→ **Stated exercise**
Count the lines in the material below that contain the string "bench". Output only the resulting number.

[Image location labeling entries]
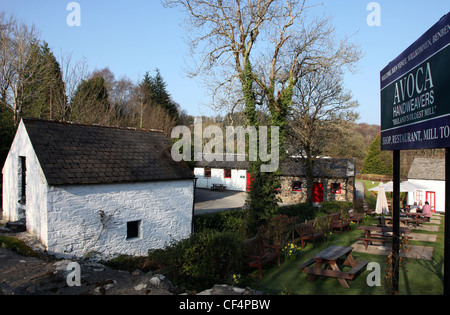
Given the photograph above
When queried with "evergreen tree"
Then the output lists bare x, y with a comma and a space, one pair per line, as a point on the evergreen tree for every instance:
90, 103
43, 93
377, 161
155, 93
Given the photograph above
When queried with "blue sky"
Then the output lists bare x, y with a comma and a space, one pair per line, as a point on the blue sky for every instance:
136, 36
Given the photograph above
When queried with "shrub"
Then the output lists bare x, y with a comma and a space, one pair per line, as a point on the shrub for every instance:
203, 259
301, 211
330, 207
278, 229
225, 221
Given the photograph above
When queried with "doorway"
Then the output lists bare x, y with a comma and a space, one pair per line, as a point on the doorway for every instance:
318, 193
430, 196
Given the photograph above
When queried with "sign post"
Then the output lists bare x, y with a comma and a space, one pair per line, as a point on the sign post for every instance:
415, 114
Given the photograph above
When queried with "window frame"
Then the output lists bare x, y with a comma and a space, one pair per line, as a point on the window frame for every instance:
136, 229
293, 184
333, 190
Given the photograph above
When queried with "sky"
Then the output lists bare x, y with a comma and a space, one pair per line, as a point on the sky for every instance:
136, 36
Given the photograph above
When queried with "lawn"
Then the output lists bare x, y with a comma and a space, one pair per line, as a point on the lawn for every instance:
417, 276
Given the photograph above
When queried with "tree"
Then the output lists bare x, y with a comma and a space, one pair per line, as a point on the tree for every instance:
377, 161
44, 93
321, 112
252, 53
18, 42
155, 94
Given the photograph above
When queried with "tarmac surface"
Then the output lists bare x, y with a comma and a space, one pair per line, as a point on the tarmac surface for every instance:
211, 201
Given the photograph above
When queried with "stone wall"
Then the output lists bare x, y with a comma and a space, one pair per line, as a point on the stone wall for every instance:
86, 220
288, 196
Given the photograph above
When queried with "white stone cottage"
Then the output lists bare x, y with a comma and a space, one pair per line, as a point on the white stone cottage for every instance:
87, 189
430, 173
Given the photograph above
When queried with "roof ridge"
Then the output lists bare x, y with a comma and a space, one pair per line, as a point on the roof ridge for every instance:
65, 122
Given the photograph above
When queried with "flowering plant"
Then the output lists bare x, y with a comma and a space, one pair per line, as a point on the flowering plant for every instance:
290, 251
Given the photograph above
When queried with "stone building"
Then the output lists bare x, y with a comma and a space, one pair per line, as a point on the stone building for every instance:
334, 179
87, 189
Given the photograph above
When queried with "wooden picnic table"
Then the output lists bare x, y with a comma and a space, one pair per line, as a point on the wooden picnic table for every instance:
369, 237
329, 259
218, 187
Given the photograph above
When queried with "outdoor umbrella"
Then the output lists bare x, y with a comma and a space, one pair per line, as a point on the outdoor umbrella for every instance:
404, 187
382, 207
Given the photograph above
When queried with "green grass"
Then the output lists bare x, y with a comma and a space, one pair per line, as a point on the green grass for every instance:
417, 276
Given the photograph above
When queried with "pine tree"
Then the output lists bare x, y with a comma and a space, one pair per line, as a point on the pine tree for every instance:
43, 94
155, 94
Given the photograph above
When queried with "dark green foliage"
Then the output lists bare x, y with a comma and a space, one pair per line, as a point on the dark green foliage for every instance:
225, 221
202, 260
301, 211
90, 103
43, 92
155, 93
330, 207
262, 197
377, 161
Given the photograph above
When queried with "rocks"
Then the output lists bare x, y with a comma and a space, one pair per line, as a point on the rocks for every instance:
17, 226
20, 275
222, 289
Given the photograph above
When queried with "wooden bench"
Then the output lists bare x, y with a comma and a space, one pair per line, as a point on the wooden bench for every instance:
337, 223
369, 240
307, 232
218, 187
330, 258
257, 256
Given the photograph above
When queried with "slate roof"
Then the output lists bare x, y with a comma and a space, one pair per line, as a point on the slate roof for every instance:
71, 153
326, 168
425, 168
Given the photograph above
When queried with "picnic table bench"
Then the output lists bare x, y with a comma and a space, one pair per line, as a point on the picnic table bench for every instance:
218, 187
337, 223
368, 237
330, 258
256, 254
307, 232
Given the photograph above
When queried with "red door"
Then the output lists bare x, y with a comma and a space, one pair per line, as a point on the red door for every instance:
430, 196
318, 192
249, 181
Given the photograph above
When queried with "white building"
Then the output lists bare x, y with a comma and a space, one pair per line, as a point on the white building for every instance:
96, 190
431, 174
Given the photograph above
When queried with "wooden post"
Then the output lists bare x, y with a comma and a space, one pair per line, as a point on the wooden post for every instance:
447, 225
396, 223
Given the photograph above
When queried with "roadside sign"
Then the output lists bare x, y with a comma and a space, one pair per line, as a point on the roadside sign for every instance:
415, 93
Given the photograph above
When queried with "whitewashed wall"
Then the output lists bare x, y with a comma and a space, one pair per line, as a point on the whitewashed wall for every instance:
36, 186
238, 180
77, 229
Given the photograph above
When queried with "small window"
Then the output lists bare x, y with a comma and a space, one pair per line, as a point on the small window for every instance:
133, 229
336, 188
296, 186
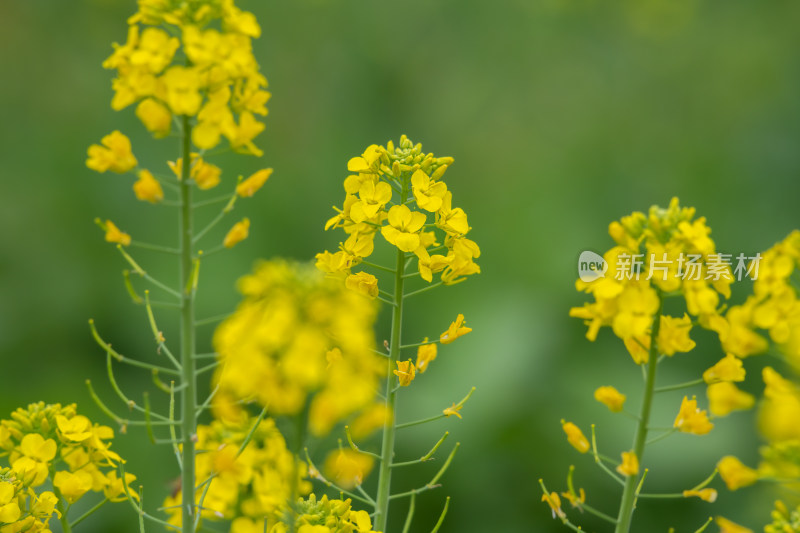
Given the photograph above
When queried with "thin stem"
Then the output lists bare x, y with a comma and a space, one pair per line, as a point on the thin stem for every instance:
424, 289
628, 501
187, 332
679, 386
155, 247
88, 513
441, 517
389, 428
410, 515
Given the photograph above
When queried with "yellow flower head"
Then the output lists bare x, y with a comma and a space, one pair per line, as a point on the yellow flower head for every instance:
610, 397
309, 515
554, 502
348, 468
113, 234
237, 233
425, 355
405, 372
735, 474
274, 349
251, 185
691, 419
729, 368
673, 335
726, 526
392, 190
363, 282
457, 329
155, 116
575, 436
114, 154
453, 410
630, 464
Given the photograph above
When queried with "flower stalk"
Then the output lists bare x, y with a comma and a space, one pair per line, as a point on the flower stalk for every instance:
629, 492
187, 333
390, 427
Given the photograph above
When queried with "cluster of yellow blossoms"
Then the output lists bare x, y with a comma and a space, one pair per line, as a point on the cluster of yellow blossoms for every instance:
208, 72
298, 339
387, 181
54, 443
250, 485
677, 255
323, 516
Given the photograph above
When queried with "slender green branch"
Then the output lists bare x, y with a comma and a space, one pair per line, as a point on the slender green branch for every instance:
417, 344
664, 435
157, 335
155, 247
186, 239
441, 517
598, 459
225, 210
356, 448
127, 360
679, 386
424, 289
379, 267
389, 428
628, 501
212, 319
410, 515
88, 513
428, 456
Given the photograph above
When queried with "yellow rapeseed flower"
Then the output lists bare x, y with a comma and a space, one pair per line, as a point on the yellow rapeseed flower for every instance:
691, 419
147, 188
726, 526
426, 354
630, 464
457, 329
114, 154
251, 185
405, 372
363, 282
113, 234
237, 233
729, 368
575, 436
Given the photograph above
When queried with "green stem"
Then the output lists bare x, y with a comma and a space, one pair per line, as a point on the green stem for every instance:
188, 392
389, 429
628, 502
65, 526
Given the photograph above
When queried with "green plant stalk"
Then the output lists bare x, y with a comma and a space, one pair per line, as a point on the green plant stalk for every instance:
628, 501
389, 428
187, 332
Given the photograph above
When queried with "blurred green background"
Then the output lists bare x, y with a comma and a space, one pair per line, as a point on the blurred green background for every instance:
562, 115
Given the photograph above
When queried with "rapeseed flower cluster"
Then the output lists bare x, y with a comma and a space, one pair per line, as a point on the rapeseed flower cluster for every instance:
400, 192
668, 251
298, 341
192, 58
247, 481
322, 516
668, 254
50, 443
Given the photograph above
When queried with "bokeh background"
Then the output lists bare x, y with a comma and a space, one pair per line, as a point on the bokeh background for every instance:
562, 115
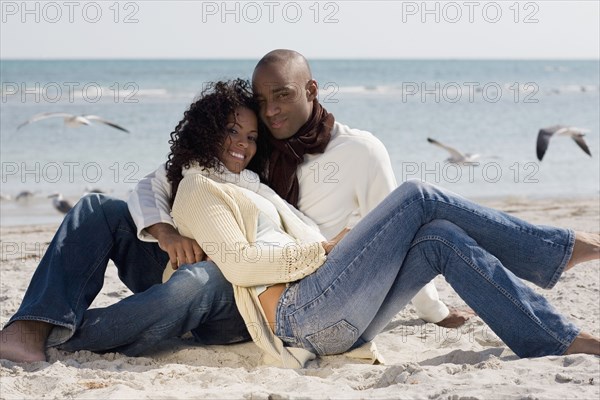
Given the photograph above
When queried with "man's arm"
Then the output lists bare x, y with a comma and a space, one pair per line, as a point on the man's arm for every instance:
150, 209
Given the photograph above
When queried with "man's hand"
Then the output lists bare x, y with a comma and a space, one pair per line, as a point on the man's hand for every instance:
181, 249
456, 318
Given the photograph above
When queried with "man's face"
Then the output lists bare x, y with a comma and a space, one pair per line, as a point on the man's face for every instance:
285, 97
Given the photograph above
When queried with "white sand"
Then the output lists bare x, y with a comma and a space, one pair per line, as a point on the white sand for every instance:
423, 360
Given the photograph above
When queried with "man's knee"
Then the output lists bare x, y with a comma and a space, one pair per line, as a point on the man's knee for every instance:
202, 279
440, 228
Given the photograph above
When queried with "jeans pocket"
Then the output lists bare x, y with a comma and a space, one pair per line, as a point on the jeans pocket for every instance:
334, 339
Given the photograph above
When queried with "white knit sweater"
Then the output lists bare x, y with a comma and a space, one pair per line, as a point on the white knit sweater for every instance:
224, 222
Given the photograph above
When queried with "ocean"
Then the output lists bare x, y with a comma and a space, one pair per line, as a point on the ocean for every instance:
493, 108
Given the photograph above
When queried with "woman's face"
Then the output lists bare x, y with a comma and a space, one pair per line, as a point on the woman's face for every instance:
240, 144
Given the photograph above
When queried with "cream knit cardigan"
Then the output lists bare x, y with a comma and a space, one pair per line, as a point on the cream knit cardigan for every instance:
211, 209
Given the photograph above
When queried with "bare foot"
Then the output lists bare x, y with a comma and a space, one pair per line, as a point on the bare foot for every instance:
584, 343
587, 248
24, 341
456, 318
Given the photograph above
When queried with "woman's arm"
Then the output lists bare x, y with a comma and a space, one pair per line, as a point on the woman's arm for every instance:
222, 220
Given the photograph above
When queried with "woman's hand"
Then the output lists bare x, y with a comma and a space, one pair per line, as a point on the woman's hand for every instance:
330, 244
181, 249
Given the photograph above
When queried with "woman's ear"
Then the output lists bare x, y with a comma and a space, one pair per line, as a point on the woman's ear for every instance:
312, 90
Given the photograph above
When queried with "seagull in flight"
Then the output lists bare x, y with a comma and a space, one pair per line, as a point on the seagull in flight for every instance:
72, 121
455, 155
545, 134
60, 203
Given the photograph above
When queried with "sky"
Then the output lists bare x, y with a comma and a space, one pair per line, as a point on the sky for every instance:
111, 29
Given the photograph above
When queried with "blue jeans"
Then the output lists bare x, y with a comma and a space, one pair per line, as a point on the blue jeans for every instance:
71, 274
416, 233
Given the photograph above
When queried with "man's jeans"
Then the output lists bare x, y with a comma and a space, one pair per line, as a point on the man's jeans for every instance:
71, 274
416, 233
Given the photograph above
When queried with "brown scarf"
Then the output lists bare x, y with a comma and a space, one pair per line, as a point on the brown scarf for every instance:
288, 154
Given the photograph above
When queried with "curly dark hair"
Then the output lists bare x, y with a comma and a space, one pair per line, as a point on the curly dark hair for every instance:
200, 135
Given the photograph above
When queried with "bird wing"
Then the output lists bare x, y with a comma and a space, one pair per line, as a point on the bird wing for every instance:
41, 116
544, 136
456, 155
104, 121
582, 144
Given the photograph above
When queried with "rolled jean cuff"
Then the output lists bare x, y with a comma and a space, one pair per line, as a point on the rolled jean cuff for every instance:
565, 261
60, 333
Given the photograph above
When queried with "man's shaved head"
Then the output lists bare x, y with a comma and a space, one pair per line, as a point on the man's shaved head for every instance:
287, 59
283, 84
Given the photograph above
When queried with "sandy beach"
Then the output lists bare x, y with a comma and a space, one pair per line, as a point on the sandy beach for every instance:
423, 361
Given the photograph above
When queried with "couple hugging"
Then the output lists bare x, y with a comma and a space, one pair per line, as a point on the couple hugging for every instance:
301, 266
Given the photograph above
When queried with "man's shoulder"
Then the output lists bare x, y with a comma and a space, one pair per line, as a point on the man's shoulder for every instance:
347, 136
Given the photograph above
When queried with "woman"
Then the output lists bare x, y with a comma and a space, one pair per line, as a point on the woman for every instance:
340, 294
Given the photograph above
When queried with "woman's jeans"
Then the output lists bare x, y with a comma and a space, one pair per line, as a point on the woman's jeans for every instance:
416, 233
71, 274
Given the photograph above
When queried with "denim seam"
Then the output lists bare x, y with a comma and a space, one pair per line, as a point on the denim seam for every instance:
350, 264
500, 289
495, 221
94, 268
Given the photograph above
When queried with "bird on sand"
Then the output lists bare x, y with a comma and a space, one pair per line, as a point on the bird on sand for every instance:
24, 195
59, 203
545, 134
455, 155
72, 121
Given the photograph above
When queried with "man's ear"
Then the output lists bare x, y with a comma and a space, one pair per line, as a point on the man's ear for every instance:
312, 90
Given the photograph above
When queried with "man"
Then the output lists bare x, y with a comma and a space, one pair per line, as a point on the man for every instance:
334, 174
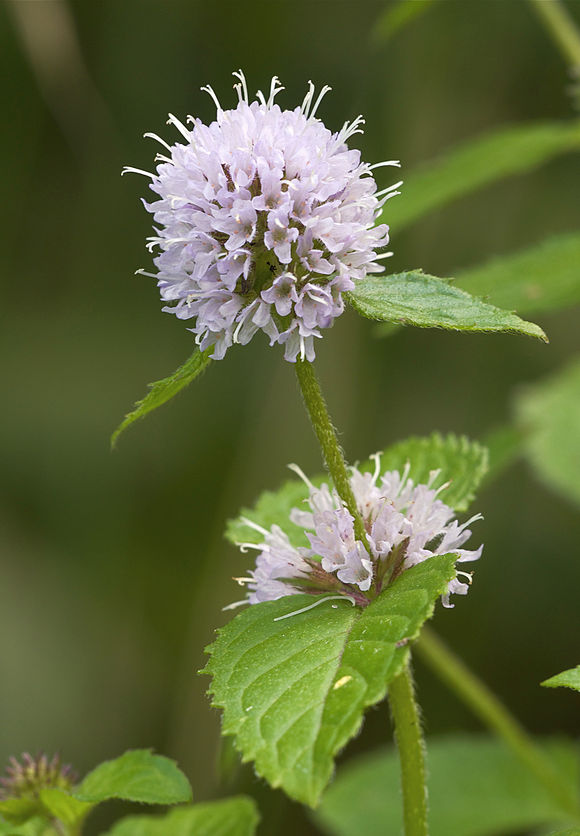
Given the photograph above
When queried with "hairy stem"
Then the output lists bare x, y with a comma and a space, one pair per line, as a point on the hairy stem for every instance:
565, 34
494, 714
326, 435
411, 748
562, 27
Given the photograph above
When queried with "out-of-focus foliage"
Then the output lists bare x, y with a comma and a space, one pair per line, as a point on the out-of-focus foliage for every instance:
545, 277
476, 788
481, 162
549, 414
566, 679
230, 817
113, 566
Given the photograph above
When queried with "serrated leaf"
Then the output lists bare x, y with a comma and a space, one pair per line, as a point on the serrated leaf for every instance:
566, 679
549, 415
162, 391
477, 787
293, 692
462, 462
415, 298
232, 817
62, 806
476, 163
138, 775
33, 827
542, 278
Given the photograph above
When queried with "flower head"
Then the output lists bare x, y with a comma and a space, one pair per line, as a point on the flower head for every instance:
28, 776
404, 524
264, 219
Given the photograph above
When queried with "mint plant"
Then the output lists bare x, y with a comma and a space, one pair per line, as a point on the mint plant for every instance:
268, 221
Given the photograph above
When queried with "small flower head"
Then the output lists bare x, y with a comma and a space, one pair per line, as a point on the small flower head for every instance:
26, 777
404, 523
264, 219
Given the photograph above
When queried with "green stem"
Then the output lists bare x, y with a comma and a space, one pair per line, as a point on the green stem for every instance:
326, 435
494, 714
562, 27
411, 748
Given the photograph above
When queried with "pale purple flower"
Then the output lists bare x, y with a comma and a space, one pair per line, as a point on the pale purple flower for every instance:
264, 219
405, 524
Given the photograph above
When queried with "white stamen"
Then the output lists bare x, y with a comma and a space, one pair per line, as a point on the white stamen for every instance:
275, 88
173, 120
245, 547
128, 169
255, 526
326, 89
389, 189
316, 604
377, 460
305, 106
211, 92
396, 163
241, 88
235, 605
150, 135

→ **Completed exercise**
4